# [Énoncé écrit 1]
D'après l'extrait, à quels deux facteurs principaux Hillary Clinton a-t-elle attribué sa défaite face à Donald Trump ?
# [Énoncé écrit 2]
Restituez mot pour mot le passage de l'extrait compris entre « Pourquoi Hillary Clinton » et « était secrétaire d'État. », bornes incluses.

# [Extrait]

▼▼▼

Perspectives

Pourquoi Hillary Clinton et le Parti démocrate ont-ils perdu les élections de 2016 ?

Mardi, lors d’un entretien avec Christiane Amanpour sur la chaîne de télévision CNN, Hillary Clinton, la candidate démocrate à la présidentielle de 2016, a attribué sa défaite face à Donald Trump en novembre dernier à deux facteurs principaux : la misogynie au sein de l'électorat et l'ingérence russe. Elle a également mis l'accent sur l'annonce faite par James Comey du FBI en octobre selon laquelle le FBI relançait son enquête sur son utilisation d'un compte de courriel privé alors qu'elle était secrétaire d'État.

La misogynie « a joué un rôle », a-t-elle dit, affirmant que « cela aurait été une histoire très importante » que d’élire la première femme présidente. Elle a également reproché au président russe Vladimir Poutine, d'avoir « clairement interféré dans notre élection, et cela visait à me faire du mal et à aider mon adversaire. » Comme preuve de l'ingérence russe, Clinton a souligné la divulgation par WikiLeaks des courriels d’un assistant de Clinton, John Podesta, qui comprenait des transcriptions de certains de ses discours rémunérés destinés aux banquiers de Wall Street.

Les affirmations de Clinton sont démenties par les faits. Dans un article par Greg Sargent dans le Washington Post du 1er mai intitulé « Pourquoi Trump a-t-il gagné ? De nouvelles recherches par les démocrates présentent une réponse inquiétante », Sargent cite des données d’un sondage montrant que l'élection de Trump était le produit de la détresse économique répandue dans la classe ouvrière et de l'opposition populaire aux politiques en faveur des grandes entreprises du Parti démocrate.

▲▲▲

# [Données fournies]

▼▼▼

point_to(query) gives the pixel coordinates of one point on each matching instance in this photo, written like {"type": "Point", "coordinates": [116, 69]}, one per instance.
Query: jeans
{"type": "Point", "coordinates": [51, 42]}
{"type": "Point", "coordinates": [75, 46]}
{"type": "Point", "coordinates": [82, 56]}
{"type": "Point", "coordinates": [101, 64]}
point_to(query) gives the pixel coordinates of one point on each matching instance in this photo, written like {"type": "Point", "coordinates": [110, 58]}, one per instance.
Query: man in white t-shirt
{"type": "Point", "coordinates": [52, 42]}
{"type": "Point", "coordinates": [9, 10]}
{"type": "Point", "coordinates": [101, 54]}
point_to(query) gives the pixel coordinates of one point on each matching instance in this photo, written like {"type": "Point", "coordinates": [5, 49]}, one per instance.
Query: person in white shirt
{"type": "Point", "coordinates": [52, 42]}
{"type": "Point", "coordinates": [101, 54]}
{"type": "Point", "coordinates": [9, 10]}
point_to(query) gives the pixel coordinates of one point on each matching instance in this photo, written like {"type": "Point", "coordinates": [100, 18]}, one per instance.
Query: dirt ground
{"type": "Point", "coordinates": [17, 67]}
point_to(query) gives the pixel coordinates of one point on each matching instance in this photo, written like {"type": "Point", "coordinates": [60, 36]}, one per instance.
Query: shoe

▲▲▲
▼▼▼

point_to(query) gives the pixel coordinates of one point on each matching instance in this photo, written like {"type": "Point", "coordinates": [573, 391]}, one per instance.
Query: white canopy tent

▲▲▲

# [Réponse complète 1]
À la misogynie au sein de l'électorat et à l'ingérence russe.

# [Réponse complète 2]
Pourquoi Hillary Clinton et le Parti démocrate ont-ils perdu les élections de 2016 ?

Mardi, lors d’un entretien avec Christiane Amanpour sur la chaîne de télévision CNN, Hillary Clinton, la candidate démocrate à la présidentielle de 2016, a attribué sa défaite face à Donald Trump en novembre dernier à deux facteurs principaux : la misogynie au sein de l'électorat et l'ingérence russe. Elle a également mis l'accent sur l'annonce faite par James Comey du FBI en octobre selon laquelle le FBI relançait son enquête sur son utilisation d'un compte de courriel privé alors qu'elle était secrétaire d'État.